EXERCISE DIRECTIONS:
Please repeat all of the data below line for line, changing nothing, and leave the pictures out of your answer.

[Data taken from a collection]
============
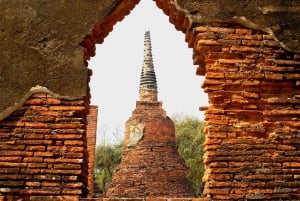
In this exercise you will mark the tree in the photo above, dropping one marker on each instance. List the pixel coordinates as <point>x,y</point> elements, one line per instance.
<point>189,140</point>
<point>107,159</point>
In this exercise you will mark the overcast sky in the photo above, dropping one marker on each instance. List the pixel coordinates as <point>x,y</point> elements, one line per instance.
<point>117,68</point>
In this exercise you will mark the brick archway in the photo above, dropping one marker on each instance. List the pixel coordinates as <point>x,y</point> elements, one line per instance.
<point>252,80</point>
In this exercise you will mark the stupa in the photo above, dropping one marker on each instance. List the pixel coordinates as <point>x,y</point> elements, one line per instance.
<point>151,165</point>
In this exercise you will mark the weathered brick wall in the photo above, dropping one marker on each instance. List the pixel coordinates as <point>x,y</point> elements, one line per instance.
<point>252,150</point>
<point>91,131</point>
<point>42,150</point>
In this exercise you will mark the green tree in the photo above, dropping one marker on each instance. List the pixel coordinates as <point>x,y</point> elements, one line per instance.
============
COMPLETED TASK:
In this exercise you will mark the tree in the photo above, dropping one marker on each instance. List the pixel coordinates as <point>x,y</point> elements, one line per instance.
<point>189,140</point>
<point>107,159</point>
In this exercise you will mark the overcast sky in the photo above, dropping one marker on each instance. List the pixel coordinates as <point>x,y</point> elements, one line per instance.
<point>117,68</point>
In this exercise you will mark the brick archway in the photo above, dropping one marker on each instance. List the pixel coordinates as <point>x,y</point> elements, one line per instance.
<point>252,80</point>
In this exercise you will mark the stupa in the photo above, dropping one marker on each instance. List the pixel coordinates as <point>x,y</point> elements, one line per instance.
<point>151,165</point>
In this exercise you will mark the weathered brick wall in the photo above, dropping one marker on each instance. List the pixel coordinates as <point>x,y</point> elements, one line per instance.
<point>252,150</point>
<point>91,131</point>
<point>42,150</point>
In this exercise you will mark the green tree in the photo above, dropping one marker on each instance. List the pixel coordinates as <point>x,y</point> elements, one line per instance.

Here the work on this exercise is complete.